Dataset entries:

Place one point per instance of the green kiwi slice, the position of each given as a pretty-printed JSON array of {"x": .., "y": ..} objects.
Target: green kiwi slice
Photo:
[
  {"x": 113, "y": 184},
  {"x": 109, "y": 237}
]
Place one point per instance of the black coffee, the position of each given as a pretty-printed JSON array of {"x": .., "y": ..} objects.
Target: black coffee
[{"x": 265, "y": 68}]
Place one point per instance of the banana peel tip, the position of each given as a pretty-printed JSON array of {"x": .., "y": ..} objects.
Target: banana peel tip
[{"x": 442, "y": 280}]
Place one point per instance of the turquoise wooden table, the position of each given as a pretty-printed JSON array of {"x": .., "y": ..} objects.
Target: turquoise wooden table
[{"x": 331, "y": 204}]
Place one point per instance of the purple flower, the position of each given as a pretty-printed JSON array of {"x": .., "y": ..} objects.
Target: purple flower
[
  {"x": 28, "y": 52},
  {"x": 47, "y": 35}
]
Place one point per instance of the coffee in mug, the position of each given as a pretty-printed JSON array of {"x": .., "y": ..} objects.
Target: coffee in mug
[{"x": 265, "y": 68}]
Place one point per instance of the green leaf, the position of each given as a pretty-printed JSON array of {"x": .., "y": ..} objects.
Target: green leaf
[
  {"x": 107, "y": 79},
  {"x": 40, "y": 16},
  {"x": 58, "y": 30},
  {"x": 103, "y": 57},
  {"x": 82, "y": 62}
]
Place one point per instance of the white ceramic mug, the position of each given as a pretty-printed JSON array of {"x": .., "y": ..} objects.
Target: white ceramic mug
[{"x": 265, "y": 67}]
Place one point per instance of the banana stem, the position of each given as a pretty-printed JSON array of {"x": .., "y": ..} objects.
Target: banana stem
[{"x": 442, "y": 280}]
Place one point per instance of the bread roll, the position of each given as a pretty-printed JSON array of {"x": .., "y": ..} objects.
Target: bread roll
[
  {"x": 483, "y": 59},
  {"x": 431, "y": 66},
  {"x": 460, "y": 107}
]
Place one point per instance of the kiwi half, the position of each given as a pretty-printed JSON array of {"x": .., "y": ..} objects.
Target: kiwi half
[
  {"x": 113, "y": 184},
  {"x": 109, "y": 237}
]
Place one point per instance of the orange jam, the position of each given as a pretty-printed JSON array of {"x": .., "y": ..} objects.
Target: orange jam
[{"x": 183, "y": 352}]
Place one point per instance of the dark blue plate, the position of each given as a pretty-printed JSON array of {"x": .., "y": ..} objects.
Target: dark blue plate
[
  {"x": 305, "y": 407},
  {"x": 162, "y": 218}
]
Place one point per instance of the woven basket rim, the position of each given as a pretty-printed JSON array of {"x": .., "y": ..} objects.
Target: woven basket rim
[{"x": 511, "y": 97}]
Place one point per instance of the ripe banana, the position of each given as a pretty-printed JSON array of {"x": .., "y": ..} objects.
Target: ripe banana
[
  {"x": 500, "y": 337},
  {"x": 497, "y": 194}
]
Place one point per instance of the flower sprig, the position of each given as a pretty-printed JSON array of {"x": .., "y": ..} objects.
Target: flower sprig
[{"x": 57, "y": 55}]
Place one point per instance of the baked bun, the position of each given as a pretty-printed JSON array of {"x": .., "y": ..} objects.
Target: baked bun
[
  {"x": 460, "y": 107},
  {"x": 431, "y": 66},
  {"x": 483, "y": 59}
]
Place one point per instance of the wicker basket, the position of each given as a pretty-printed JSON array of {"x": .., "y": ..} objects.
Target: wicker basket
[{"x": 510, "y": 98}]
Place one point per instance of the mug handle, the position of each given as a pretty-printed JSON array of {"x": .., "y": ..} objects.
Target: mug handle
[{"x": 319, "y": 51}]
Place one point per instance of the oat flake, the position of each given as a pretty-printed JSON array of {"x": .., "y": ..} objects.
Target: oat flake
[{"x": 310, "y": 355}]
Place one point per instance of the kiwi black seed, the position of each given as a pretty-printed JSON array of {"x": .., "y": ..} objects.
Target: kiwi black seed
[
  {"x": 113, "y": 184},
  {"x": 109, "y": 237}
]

## The task
When you reach the end of the data, write every line out again verbatim.

## Exercise response
Place one point per instance of the green kiwi slice, the position of each given as a pretty-printed JSON array of {"x": .., "y": ..} objects.
Target: green kiwi slice
Photo:
[
  {"x": 113, "y": 184},
  {"x": 109, "y": 237}
]
Place one point per instance of the black coffee, the position of each given as a pretty-printed JSON array of {"x": .., "y": ..} objects.
Target: black coffee
[{"x": 265, "y": 68}]
Place one point per instance of the banana peel tip, the position of each given as a pretty-printed JSON array of {"x": .., "y": ..} objects.
Target: banana peel tip
[{"x": 442, "y": 280}]
Place one point per instance of the turquoise wooden table, the position of each given as a pretty-printed JSON array of {"x": .., "y": ..} objects.
Target: turquoise wooden table
[{"x": 331, "y": 204}]
Place one point per instance of the purple flower, the position of each given as a pretty-printed JSON array of {"x": .., "y": ..} objects.
Target: purple flower
[
  {"x": 28, "y": 52},
  {"x": 47, "y": 35}
]
Place one point per instance of the coffee in mug, the position of each given as a pretty-printed JSON array of {"x": .., "y": ..} objects.
Target: coffee in mug
[{"x": 265, "y": 68}]
Place one point per instance of the green leaf, the position of each given as a pretty-printed JSON array of {"x": .., "y": ..} objects.
Target: green leaf
[
  {"x": 107, "y": 79},
  {"x": 40, "y": 16},
  {"x": 58, "y": 30},
  {"x": 103, "y": 57},
  {"x": 82, "y": 62}
]
Place one point per instance of the white ceramic mug, the position of each given as a pretty-printed JSON array of {"x": .., "y": ..} objects.
Target: white ceramic mug
[{"x": 265, "y": 67}]
Place one point per instance of the banana stem, the position of each given as a pretty-printed JSON array of {"x": .., "y": ..} objects.
Target: banana stem
[{"x": 442, "y": 280}]
Place one point per instance of the bread roll, the position of each given as a pretty-printed JSON array of {"x": .., "y": ..} objects.
Target: bread roll
[
  {"x": 483, "y": 59},
  {"x": 431, "y": 66},
  {"x": 460, "y": 107}
]
Place one point per instance of the kiwi half, the position of each given as a pretty-printed JSON array of {"x": .., "y": ..} objects.
Target: kiwi half
[
  {"x": 113, "y": 184},
  {"x": 109, "y": 237}
]
Place one point per instance of the orange jam, the position of each given as a pretty-printed JSON array of {"x": .., "y": ..} objects.
Target: orange jam
[{"x": 183, "y": 352}]
Place one point per instance of the dark blue plate, the position of each given as a pretty-printed JSON array of {"x": .., "y": ..} objects.
Target: dark blue plate
[
  {"x": 305, "y": 407},
  {"x": 162, "y": 218}
]
Place one point per instance of the woven basket rim, the position of each given as a pretty-printed JSON array of {"x": .., "y": ..} objects.
Target: woven basket rim
[{"x": 511, "y": 97}]
Place one point per instance of the ripe banana, the position of each given as a pretty-printed JSON array of {"x": .., "y": ..} objects.
Target: ripe banana
[
  {"x": 500, "y": 337},
  {"x": 497, "y": 194}
]
Place one point per instance of the flower sprig, the position of each given as a pretty-printed JSON array of {"x": .., "y": ..} objects.
Target: flower sprig
[{"x": 57, "y": 55}]
Place one point per instance of the baked bun, the position of each given as a pretty-printed JSON array of {"x": .., "y": ..} objects.
Target: baked bun
[
  {"x": 460, "y": 107},
  {"x": 431, "y": 66},
  {"x": 483, "y": 59}
]
Place one point per instance of the wicker basket, the position of each given as a pretty-printed JSON array of {"x": .., "y": ..} objects.
Target: wicker basket
[{"x": 510, "y": 98}]
Place one point per instance of the mug handle, the position of each given as a pretty-printed JSON array of {"x": .., "y": ..} objects.
Target: mug handle
[{"x": 319, "y": 51}]
Place one point per instance of the oat flake, the position of each given as a pretty-printed JSON array of {"x": .., "y": ..} objects.
Target: oat flake
[{"x": 310, "y": 355}]
Place one point per instance of the kiwi black seed, the position of each given as a pretty-printed JSON array of {"x": .., "y": ..} objects.
Target: kiwi black seed
[
  {"x": 113, "y": 184},
  {"x": 109, "y": 237}
]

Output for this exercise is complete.